## PROBLEM STATEMENT
Look through the data below, tally the lines where "support" occurs, and write the total alone.

## PROVIDED ENTRIES
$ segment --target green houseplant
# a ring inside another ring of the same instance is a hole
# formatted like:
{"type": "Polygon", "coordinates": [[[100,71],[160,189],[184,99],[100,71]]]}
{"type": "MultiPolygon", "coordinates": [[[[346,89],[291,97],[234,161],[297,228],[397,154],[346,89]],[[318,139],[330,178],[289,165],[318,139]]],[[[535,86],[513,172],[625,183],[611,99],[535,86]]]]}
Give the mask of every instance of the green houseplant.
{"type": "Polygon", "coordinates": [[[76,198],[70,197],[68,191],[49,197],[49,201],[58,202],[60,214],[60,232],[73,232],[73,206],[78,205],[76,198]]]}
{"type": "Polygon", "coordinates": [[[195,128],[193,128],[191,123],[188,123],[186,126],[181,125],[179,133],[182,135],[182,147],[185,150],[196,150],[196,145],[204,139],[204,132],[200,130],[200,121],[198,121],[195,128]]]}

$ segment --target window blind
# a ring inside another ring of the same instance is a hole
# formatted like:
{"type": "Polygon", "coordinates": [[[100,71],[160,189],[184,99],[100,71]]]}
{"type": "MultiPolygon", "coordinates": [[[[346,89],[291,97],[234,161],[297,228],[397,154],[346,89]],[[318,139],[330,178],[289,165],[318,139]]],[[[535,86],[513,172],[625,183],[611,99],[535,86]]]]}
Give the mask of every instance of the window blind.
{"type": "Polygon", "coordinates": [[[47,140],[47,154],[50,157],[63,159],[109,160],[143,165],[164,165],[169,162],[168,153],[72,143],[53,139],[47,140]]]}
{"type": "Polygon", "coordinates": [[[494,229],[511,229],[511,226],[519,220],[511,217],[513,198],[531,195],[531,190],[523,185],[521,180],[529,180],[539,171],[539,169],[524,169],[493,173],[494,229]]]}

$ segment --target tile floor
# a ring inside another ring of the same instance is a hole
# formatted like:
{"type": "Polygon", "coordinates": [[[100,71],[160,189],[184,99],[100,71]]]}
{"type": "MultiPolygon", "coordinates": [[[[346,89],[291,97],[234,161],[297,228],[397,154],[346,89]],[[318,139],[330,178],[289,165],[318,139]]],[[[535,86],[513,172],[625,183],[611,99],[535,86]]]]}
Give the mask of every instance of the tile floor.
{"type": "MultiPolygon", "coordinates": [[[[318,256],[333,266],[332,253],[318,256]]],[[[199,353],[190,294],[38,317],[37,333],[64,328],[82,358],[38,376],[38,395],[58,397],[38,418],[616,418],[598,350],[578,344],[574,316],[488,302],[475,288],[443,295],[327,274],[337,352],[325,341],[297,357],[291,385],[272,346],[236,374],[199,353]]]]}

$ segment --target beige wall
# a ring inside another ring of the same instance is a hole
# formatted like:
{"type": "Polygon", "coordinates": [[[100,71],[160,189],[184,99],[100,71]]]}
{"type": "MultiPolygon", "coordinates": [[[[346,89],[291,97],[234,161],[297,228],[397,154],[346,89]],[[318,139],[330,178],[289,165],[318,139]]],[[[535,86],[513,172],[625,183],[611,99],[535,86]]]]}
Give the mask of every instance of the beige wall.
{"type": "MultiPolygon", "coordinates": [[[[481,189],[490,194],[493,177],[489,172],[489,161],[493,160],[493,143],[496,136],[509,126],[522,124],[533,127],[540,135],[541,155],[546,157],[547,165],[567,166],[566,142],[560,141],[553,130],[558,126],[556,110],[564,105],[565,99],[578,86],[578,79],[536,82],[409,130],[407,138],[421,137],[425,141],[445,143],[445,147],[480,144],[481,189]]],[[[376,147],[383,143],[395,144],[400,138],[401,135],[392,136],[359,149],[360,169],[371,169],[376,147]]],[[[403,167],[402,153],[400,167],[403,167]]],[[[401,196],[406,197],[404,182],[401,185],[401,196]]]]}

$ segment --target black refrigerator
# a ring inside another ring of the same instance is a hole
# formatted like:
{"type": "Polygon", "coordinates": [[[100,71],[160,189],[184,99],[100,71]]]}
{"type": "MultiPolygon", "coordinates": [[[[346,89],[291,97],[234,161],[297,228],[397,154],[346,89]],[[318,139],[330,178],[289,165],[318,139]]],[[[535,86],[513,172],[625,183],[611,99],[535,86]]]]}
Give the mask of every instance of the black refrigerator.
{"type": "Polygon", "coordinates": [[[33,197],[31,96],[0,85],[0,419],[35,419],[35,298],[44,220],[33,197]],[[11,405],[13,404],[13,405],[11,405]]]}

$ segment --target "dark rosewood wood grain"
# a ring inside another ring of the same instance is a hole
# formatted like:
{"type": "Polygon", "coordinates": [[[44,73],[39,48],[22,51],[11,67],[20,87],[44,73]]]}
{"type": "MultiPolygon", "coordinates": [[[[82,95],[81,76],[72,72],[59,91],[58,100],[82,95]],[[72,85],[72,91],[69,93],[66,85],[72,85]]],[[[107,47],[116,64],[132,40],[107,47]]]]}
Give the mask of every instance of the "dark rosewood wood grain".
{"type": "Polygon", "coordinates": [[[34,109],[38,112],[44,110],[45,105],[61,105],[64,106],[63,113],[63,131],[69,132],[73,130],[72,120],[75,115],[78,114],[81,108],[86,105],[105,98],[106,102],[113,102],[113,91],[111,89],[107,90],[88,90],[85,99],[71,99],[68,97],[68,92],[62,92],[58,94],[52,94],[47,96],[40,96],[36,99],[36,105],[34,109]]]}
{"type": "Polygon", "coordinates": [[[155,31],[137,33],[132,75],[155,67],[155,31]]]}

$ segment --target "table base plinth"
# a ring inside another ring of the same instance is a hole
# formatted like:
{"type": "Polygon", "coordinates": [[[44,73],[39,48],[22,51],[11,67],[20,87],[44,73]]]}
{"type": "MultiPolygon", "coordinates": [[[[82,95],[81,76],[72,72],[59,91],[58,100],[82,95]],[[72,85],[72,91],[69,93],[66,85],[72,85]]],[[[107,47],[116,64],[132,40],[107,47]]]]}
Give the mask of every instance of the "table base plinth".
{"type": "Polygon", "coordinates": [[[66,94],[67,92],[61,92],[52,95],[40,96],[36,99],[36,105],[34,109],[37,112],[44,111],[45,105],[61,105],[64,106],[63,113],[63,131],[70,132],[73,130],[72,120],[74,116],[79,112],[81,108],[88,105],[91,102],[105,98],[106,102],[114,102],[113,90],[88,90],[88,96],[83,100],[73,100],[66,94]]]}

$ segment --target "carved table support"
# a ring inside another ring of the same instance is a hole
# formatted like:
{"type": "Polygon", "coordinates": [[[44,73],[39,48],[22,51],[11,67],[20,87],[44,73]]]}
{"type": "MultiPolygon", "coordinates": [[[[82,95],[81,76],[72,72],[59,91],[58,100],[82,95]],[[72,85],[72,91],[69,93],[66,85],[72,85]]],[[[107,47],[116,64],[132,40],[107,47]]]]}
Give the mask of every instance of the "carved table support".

## YOUR RESPONSE
2